### Exercise details
Can you set down every line of the data below word for word, leaving the pictures out?

### Rows
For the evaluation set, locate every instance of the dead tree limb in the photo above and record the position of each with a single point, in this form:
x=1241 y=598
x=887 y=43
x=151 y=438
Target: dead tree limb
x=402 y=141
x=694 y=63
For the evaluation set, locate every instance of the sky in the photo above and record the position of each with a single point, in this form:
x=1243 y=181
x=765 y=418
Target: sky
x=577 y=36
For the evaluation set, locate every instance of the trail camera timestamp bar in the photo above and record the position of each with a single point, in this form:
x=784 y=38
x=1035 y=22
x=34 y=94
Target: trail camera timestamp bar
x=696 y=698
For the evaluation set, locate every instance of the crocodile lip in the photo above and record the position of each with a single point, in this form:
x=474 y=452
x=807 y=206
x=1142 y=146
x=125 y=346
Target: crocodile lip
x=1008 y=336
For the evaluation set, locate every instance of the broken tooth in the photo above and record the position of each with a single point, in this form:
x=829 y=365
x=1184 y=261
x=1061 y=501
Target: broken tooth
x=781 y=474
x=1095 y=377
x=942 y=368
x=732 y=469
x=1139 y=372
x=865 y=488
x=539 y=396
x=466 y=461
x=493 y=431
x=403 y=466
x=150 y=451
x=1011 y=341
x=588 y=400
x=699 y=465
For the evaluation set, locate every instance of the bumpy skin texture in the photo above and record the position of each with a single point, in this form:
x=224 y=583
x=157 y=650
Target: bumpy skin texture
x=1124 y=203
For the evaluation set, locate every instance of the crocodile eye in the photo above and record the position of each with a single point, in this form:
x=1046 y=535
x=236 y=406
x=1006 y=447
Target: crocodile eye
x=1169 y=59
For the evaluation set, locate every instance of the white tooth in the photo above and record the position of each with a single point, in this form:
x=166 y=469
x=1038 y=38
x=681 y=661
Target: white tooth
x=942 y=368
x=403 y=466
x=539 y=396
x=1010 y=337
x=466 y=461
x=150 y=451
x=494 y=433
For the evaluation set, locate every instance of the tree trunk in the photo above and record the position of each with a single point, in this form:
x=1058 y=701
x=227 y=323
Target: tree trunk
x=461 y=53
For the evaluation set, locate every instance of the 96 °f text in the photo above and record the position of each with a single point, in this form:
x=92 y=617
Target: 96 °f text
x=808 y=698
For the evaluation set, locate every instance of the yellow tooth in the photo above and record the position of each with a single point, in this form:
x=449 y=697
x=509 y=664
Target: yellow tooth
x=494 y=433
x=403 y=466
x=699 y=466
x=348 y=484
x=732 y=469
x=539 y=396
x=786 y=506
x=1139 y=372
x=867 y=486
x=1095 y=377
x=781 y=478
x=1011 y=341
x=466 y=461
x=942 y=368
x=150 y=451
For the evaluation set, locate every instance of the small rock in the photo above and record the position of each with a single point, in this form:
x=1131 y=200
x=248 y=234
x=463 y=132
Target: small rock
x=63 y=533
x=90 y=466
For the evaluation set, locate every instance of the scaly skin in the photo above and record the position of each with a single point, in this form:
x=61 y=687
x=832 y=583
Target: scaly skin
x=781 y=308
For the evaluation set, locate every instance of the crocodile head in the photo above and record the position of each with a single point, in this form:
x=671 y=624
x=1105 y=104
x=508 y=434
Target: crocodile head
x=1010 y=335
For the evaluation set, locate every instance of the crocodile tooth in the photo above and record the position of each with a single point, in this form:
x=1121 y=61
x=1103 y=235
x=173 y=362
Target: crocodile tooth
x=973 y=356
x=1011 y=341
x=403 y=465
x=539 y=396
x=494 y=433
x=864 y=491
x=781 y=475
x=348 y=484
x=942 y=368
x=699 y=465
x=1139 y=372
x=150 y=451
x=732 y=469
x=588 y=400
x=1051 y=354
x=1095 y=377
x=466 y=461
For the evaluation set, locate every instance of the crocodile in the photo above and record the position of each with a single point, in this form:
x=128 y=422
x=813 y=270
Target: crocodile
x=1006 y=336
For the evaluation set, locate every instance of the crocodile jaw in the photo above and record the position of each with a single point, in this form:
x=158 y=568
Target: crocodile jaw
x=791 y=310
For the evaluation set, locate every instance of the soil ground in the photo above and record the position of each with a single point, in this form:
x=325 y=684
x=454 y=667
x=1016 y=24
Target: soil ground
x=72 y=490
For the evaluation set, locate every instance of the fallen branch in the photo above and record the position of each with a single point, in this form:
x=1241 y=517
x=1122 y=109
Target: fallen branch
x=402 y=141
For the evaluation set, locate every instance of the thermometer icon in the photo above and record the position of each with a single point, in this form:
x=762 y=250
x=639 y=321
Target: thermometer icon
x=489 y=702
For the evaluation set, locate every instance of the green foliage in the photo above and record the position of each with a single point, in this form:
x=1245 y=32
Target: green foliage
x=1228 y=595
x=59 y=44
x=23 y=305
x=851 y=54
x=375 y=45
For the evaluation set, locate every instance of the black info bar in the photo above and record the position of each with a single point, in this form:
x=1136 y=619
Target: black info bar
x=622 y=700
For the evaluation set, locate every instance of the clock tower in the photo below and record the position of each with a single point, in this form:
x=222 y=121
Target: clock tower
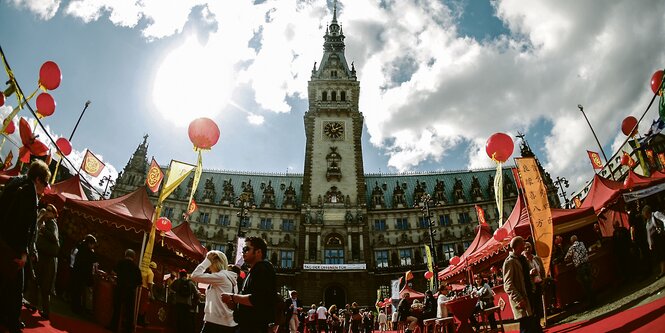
x=333 y=192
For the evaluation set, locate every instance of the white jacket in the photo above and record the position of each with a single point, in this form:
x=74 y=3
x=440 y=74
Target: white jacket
x=221 y=282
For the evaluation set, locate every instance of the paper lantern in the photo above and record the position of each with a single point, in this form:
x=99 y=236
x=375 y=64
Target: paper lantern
x=163 y=224
x=629 y=126
x=499 y=147
x=656 y=79
x=10 y=127
x=455 y=260
x=50 y=75
x=203 y=132
x=500 y=234
x=45 y=104
x=64 y=146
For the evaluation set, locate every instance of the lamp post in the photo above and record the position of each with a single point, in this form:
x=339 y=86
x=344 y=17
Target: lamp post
x=108 y=181
x=426 y=200
x=561 y=183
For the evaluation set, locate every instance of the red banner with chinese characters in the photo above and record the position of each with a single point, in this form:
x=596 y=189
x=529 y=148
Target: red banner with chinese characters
x=538 y=207
x=154 y=177
x=596 y=162
x=91 y=164
x=481 y=215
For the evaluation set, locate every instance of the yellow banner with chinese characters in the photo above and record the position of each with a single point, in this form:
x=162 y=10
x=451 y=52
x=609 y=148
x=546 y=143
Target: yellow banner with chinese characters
x=538 y=207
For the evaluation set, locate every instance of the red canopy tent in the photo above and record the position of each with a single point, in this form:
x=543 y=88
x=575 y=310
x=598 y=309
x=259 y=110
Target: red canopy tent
x=412 y=293
x=482 y=236
x=66 y=189
x=131 y=212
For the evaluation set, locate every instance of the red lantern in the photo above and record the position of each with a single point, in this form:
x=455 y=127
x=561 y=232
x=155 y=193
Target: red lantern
x=163 y=224
x=656 y=79
x=499 y=147
x=10 y=127
x=64 y=146
x=629 y=126
x=500 y=234
x=50 y=75
x=203 y=132
x=455 y=260
x=45 y=104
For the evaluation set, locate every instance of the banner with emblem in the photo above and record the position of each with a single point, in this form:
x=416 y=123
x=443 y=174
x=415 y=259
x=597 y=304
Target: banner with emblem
x=154 y=177
x=596 y=162
x=538 y=206
x=91 y=164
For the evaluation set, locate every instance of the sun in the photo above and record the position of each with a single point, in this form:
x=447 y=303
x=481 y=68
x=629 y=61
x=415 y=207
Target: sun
x=192 y=81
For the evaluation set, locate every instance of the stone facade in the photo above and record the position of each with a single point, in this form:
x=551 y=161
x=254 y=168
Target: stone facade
x=335 y=233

### Solution for this exercise
For the evaluation set, locate every instance of the dead tree limb in the photo above and record the position of each with a single point, in this form:
x=1241 y=598
x=887 y=43
x=151 y=438
Target: dead tree limb
x=402 y=141
x=694 y=63
For the evaluation set, locate every instance of the sky in the photo above and record the position of each with a single point, in this form:
x=1243 y=181
x=765 y=418
Target: sky
x=577 y=36
For the evaluation set, locate every instance of the trail camera timestamp bar in the photo above and record the position of each with a single point, in this form:
x=784 y=38
x=1035 y=22
x=34 y=94
Target: trail camera timestamp bar
x=696 y=698
For the evaluation set, locate every instance of the crocodile lip in the photo above and record the position of each with a single point, in this form:
x=474 y=452
x=807 y=206
x=1142 y=146
x=125 y=346
Target: crocodile lip
x=1008 y=336
For the evaluation set, locate every instance of the broken tooth in the photo above and record the position of each with a single point, in this form:
x=829 y=365
x=1184 y=261
x=1061 y=501
Target: broken tooth
x=781 y=474
x=1095 y=377
x=942 y=368
x=732 y=469
x=1139 y=372
x=865 y=488
x=539 y=396
x=466 y=461
x=493 y=431
x=403 y=466
x=150 y=451
x=1011 y=341
x=588 y=400
x=699 y=465
For the evaluation set, locate every instance of the bumpy skin texture in the photo above and record the position of each with a single point, in this form:
x=224 y=583
x=157 y=650
Target: bumpy skin texture
x=1124 y=203
For the evaluation set, locate every instance of the crocodile eye in the photo above and record the position of each with a single point, in this form:
x=1046 y=535
x=236 y=406
x=1006 y=447
Target: crocodile eye
x=1169 y=59
For the evaluation set, locate every instance of the white tooth in the photo above and record the position of each with a single point, in this form:
x=166 y=469
x=1038 y=38
x=681 y=661
Target: white tooth
x=942 y=368
x=403 y=466
x=539 y=396
x=1010 y=337
x=466 y=461
x=150 y=451
x=494 y=433
For the evaluation set, locate every instance of the tree trunk in the photo above and record the position of each with a single point, in this form:
x=1058 y=701
x=227 y=323
Target: tree trunk
x=461 y=53
For the evaluation set, locate every instance of the 96 °f text in the photo above and record the position of each with a single point, in this form:
x=92 y=617
Target: 96 °f text
x=808 y=698
For the evaluation set, locate every instance of the yellow tooth in the photo above and record the position of each with a single point, in this form:
x=449 y=697
x=509 y=664
Target: yellow tooth
x=494 y=433
x=403 y=466
x=699 y=466
x=348 y=484
x=732 y=469
x=539 y=396
x=786 y=506
x=1139 y=372
x=867 y=486
x=1095 y=377
x=781 y=478
x=1011 y=341
x=466 y=461
x=942 y=368
x=150 y=451
For the evaluation set, locate every instance of the small rock in the photo above and record the position of each with a single point, in this form:
x=1131 y=200
x=248 y=234
x=463 y=132
Target: small rock
x=63 y=533
x=90 y=466
For the evaluation set, locate every instance of the scaly skin in the photo above and record the position of each with a single point, in this form:
x=61 y=687
x=832 y=583
Target: scaly skin
x=781 y=308
For the evaluation set, locate every instance of the crocodile head in the photo above and record the position of each with a single point, in this form:
x=671 y=624
x=1105 y=104
x=508 y=434
Target: crocodile head
x=1010 y=335
For the evaluation set, locate every instance of the crocodile tooth in the photo above and record the position of each with a single point, in this form:
x=1121 y=61
x=1103 y=235
x=173 y=362
Target: crocodile tooth
x=973 y=356
x=1011 y=341
x=403 y=465
x=539 y=396
x=494 y=433
x=864 y=491
x=781 y=475
x=348 y=484
x=942 y=368
x=699 y=465
x=1139 y=372
x=150 y=451
x=732 y=469
x=588 y=400
x=1051 y=354
x=1095 y=377
x=466 y=461
For the evaluation set, locate every instance of the crocodile in the photo above and record the position of each with a single point, in this form:
x=128 y=422
x=813 y=270
Target: crocodile
x=1006 y=336
For the evaluation set, locate every instance of the crocodile jaw in the photo above and record the position of each with a single point, in this form:
x=158 y=568
Target: crocodile jaw
x=791 y=310
For the evaluation set, locate every instance of the soil ground in the photo above and record the position of each with a single point, in this form:
x=325 y=684
x=454 y=667
x=1016 y=24
Target: soil ground
x=72 y=490
For the evaluation set, locate every instance of the fallen branch in the photo above and record the position of each with a single point, in this form:
x=1241 y=517
x=1122 y=109
Target: fallen branch
x=402 y=141
For the evaluation set, locate every instance of the thermometer icon in the photo above and record the position of each with a single point, in this form:
x=762 y=250
x=639 y=321
Target: thermometer icon
x=489 y=702
For the evaluation set, locate every instance of the green foliage in the photo above and record the position of each with a single point, in this form:
x=1245 y=32
Target: green foliage
x=1228 y=595
x=59 y=44
x=23 y=305
x=851 y=54
x=375 y=45
For the evaluation set, locate every instance of the black info bar in the photo above and record the position of each with a single point, in this form:
x=1136 y=619
Target: black info bar
x=622 y=700
For the evaluation set, locate every instance of the clock tower in the photo below and record the position of each with a single point, in this form:
x=222 y=121
Target: clock tower
x=333 y=192
For the evaluation set, locate every instance of the white jacket in the photo above and record the position of each with a single point, in this form:
x=74 y=3
x=440 y=74
Target: white jacket
x=221 y=282
For the evaluation set, locate every instance of the paper lantern in the photo above and record the position of each with a single point, in this form:
x=99 y=236
x=375 y=64
Target: paper lantern
x=163 y=224
x=629 y=126
x=499 y=147
x=656 y=79
x=10 y=127
x=455 y=260
x=50 y=75
x=203 y=132
x=500 y=234
x=45 y=104
x=64 y=146
For the evaluation set, locate every instance of the lamp post in the photo above and record the position of each with a single point, in this form:
x=339 y=86
x=344 y=17
Target: lamp post
x=108 y=181
x=426 y=200
x=561 y=183
For the evaluation set, locate every instance of the red banner with chinese characters in the photo above and record the position of each with a single point, in this form:
x=596 y=189
x=529 y=148
Target: red banner with chinese characters
x=538 y=207
x=154 y=177
x=596 y=162
x=91 y=164
x=481 y=215
For the evaluation set, locate every instance of the yellow banner with chinese characters in the photo above and record the position of each with a single point, in this form:
x=162 y=10
x=451 y=52
x=609 y=148
x=546 y=143
Target: yellow banner with chinese characters
x=538 y=207
For the evaluation set, locate every instance of the red canopy tent in the photo above and record the position of each with a single point, in this form:
x=543 y=88
x=575 y=310
x=598 y=309
x=259 y=110
Target: red canopy tent
x=412 y=293
x=482 y=236
x=66 y=189
x=131 y=212
For the evaluation set, locate every instance of the red lantern in the photo above and record the position of each with a single point, in this form:
x=455 y=127
x=561 y=232
x=155 y=193
Target: red lantern
x=163 y=224
x=656 y=79
x=499 y=147
x=10 y=127
x=64 y=146
x=629 y=126
x=500 y=234
x=50 y=75
x=203 y=132
x=455 y=260
x=45 y=104
For the evaluation set, locate every instance of the banner with emblem in the photo above and record the position of each with a single point, in this form:
x=416 y=123
x=443 y=174
x=415 y=259
x=597 y=304
Target: banner with emblem
x=154 y=177
x=596 y=162
x=538 y=206
x=91 y=164
For the evaluation set, locate every instance of the sun in the photo above and record the position of each with a single point, in this form:
x=447 y=303
x=481 y=68
x=629 y=61
x=415 y=207
Target: sun
x=192 y=81
For the evaluation set, locate every instance of the stone facade in the photo above and record the position of each with a single point, in this form:
x=551 y=161
x=254 y=168
Target: stone facade
x=335 y=233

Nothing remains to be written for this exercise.